====== EXTRACTED TEXT ======

High prices are encouraging sheep producers to protect valuable lambs from preventable disease threats this spring.

Lamb prices trending well ahead of last year and 78p/kg above the five-year average. It makes good sense to protect lambs from a variety of infections, says MSD Animal Health livestock veterinary adviser Kat Baxter-Smith.

Lambs are born with no antibodies to protect them from disease. This means they rely on the passive transfer of immunity from the ewe in her colostrum – but this must take place within the first few hours of life.

Even then, lambs can be susceptible to diseases during the coming weeks. “This passive immunity then starts to wear off after three weeks, leaving many lambs vulnerable to a variety of infections,” says Dr Baxter-Smith.

Losses from clostridial diseases – such as pulpy kidney – or from pastereurellosis are a frequent cause for concern among young lambs during spring and early summer.

Often, neither dams nor their offspring have been vaccinated.

Although it is impossible to control many of the trigger factors – including sudden changes in the weather, Dr Baxter-Smith says vaccination of young lambs from three weeks of age is strongly advised.

Coccidiosis is another key disease in lambs that is often triggered by stressful events, says Dr Baxter-Smith.

This is because any maternally derived immunity – gained from ewe colostrum – starts to wane after four to six weeks of age.

“After this, young lambs become particularly susceptible to the Eimeria parasite oocysts, which, once consumed from the environment, hatch and then invade the intestinal wall. This can then cause diarrhoea, weight loss and slow growth rates.”

If coccidiosis is diagnosed, farmers should ask their animal health product supplier about encouraging immunity with the strategic use of an easy-to-administer, single oral drench alongside sound hygiene practices.

====== DATASET EXTRACT ======

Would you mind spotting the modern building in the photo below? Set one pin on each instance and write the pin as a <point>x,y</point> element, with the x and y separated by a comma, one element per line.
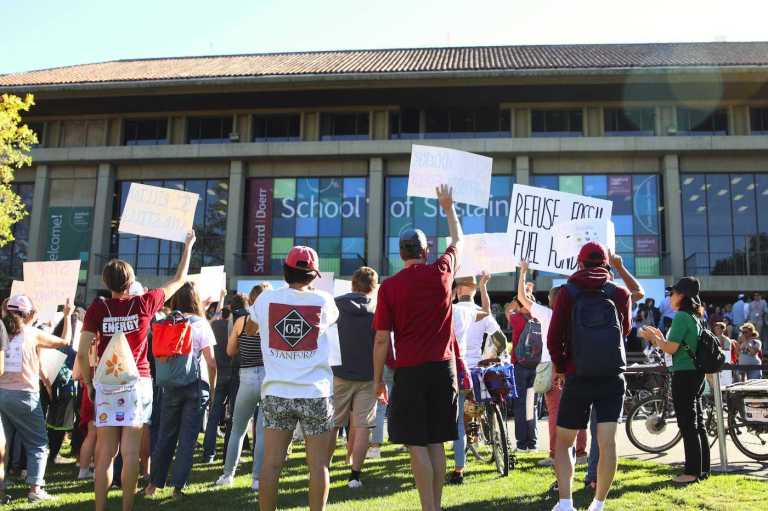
<point>313,148</point>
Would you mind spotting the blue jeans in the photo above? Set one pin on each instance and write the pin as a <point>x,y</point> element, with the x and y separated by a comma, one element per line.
<point>181,419</point>
<point>525,430</point>
<point>225,392</point>
<point>381,410</point>
<point>248,399</point>
<point>594,449</point>
<point>22,416</point>
<point>460,444</point>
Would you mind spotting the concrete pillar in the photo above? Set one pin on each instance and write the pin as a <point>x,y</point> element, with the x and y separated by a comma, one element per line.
<point>376,214</point>
<point>101,236</point>
<point>233,243</point>
<point>523,169</point>
<point>38,225</point>
<point>673,214</point>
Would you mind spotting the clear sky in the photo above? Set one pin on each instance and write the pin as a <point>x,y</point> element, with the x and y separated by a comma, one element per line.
<point>39,34</point>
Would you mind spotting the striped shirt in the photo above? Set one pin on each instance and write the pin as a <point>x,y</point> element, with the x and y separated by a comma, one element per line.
<point>250,350</point>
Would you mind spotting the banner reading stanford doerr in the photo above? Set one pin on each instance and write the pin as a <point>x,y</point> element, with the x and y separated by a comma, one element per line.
<point>259,236</point>
<point>534,212</point>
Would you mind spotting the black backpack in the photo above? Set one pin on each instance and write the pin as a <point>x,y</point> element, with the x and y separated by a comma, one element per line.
<point>708,357</point>
<point>597,340</point>
<point>529,345</point>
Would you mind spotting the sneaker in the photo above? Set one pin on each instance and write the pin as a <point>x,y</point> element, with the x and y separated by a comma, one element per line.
<point>225,480</point>
<point>456,478</point>
<point>39,496</point>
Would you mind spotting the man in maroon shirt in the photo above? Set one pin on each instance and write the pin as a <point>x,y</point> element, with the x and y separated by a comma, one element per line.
<point>415,304</point>
<point>580,393</point>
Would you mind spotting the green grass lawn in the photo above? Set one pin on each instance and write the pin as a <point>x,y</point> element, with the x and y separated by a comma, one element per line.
<point>388,486</point>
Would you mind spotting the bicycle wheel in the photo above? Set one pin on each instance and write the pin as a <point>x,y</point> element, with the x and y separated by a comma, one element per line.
<point>500,444</point>
<point>651,425</point>
<point>750,438</point>
<point>482,440</point>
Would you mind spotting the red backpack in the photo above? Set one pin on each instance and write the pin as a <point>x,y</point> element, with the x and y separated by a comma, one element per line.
<point>172,336</point>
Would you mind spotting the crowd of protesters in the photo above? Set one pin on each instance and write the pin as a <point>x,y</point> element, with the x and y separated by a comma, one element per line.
<point>268,363</point>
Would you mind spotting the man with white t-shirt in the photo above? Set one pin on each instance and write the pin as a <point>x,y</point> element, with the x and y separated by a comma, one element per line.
<point>298,381</point>
<point>552,398</point>
<point>470,324</point>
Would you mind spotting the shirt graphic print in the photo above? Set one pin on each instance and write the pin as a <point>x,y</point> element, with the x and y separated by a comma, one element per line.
<point>294,330</point>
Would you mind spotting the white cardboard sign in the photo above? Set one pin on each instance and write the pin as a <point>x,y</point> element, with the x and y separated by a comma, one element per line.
<point>488,252</point>
<point>469,174</point>
<point>49,284</point>
<point>158,212</point>
<point>536,212</point>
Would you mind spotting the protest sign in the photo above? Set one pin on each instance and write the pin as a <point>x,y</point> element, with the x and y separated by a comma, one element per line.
<point>469,174</point>
<point>158,212</point>
<point>51,362</point>
<point>535,212</point>
<point>49,284</point>
<point>488,252</point>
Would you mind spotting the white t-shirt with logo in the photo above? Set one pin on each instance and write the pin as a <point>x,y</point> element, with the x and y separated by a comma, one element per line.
<point>473,349</point>
<point>544,315</point>
<point>293,326</point>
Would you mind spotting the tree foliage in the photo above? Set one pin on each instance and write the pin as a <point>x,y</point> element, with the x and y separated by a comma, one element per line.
<point>16,139</point>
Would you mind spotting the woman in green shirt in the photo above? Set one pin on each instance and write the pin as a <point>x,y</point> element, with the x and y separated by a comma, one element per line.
<point>687,381</point>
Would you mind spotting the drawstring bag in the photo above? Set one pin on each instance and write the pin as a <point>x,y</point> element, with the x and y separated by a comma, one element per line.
<point>117,366</point>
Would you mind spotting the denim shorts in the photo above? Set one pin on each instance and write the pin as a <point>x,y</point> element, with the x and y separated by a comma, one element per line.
<point>314,414</point>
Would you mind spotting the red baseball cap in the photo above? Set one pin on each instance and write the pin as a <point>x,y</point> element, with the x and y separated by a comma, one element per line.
<point>303,258</point>
<point>593,252</point>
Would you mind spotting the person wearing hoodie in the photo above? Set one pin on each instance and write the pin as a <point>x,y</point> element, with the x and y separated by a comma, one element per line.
<point>581,393</point>
<point>354,396</point>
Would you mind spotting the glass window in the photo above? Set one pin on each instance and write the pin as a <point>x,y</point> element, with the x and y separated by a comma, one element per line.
<point>635,213</point>
<point>403,212</point>
<point>145,131</point>
<point>328,214</point>
<point>702,122</point>
<point>277,128</point>
<point>758,119</point>
<point>725,232</point>
<point>159,257</point>
<point>630,121</point>
<point>344,126</point>
<point>557,123</point>
<point>13,255</point>
<point>209,130</point>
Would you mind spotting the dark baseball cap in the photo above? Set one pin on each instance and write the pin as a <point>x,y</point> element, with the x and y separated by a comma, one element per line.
<point>413,242</point>
<point>593,252</point>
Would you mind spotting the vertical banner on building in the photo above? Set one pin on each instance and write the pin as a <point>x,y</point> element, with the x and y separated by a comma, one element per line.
<point>69,234</point>
<point>259,235</point>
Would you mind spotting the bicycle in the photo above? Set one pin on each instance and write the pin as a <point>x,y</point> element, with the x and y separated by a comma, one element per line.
<point>486,430</point>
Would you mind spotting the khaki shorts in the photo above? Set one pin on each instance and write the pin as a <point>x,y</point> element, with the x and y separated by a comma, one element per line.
<point>354,402</point>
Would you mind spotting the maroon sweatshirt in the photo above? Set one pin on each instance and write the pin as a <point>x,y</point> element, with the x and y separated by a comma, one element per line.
<point>559,337</point>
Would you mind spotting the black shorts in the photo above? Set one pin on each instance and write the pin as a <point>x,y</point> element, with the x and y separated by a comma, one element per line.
<point>423,408</point>
<point>581,394</point>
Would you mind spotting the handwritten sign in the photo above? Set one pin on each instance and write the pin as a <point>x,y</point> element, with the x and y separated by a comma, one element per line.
<point>486,252</point>
<point>49,284</point>
<point>536,212</point>
<point>158,212</point>
<point>469,174</point>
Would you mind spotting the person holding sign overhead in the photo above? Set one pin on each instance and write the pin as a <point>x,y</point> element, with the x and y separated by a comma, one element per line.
<point>20,406</point>
<point>415,304</point>
<point>122,413</point>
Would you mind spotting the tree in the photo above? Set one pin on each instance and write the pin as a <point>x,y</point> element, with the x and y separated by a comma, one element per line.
<point>16,139</point>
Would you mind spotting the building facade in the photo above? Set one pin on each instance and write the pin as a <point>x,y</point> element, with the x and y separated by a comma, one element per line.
<point>313,148</point>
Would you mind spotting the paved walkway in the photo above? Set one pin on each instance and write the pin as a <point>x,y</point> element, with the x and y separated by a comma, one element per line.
<point>737,462</point>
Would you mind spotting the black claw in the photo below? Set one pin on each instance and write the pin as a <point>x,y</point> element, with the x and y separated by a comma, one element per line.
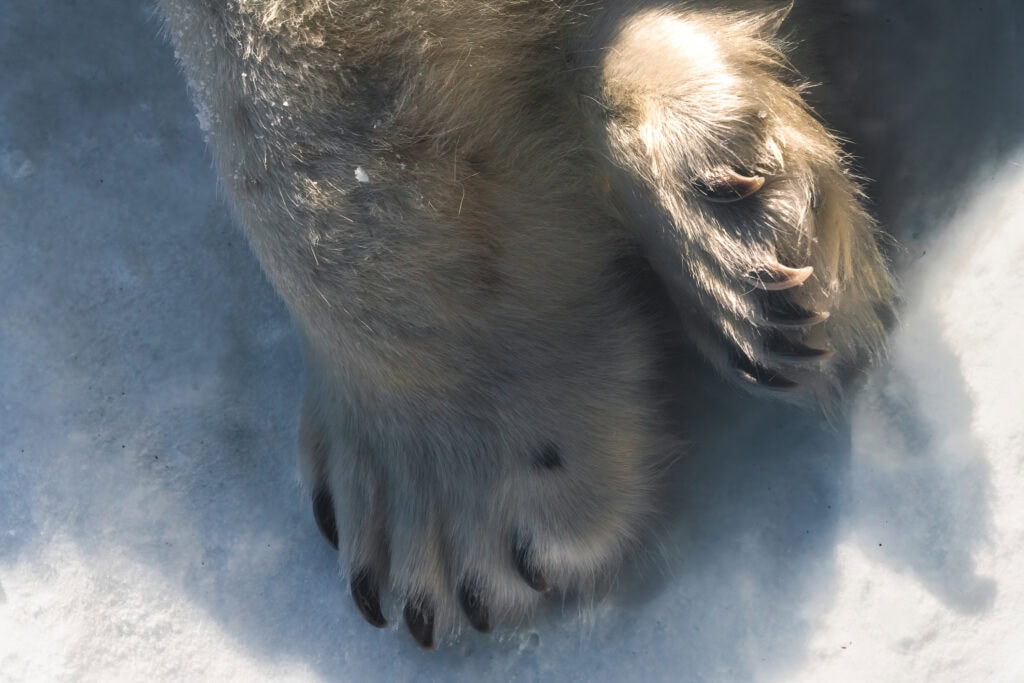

======

**TASK:**
Answer these questions from the text on protecting lambs from disease.
(a) How far above the five-year average are lamb prices?
(b) From what age does Dr Baxter-Smith strongly advise vaccinating young lambs?
(c) What parasite's oocysts do young lambs become susceptible to once maternally derived immunity wanes?
The records come from a separate source and are unrelated to the text.

**REPLY TO THE EXERCISE:**
(a) 78p/kg
(b) From three weeks of age
(c) The Eimeria parasite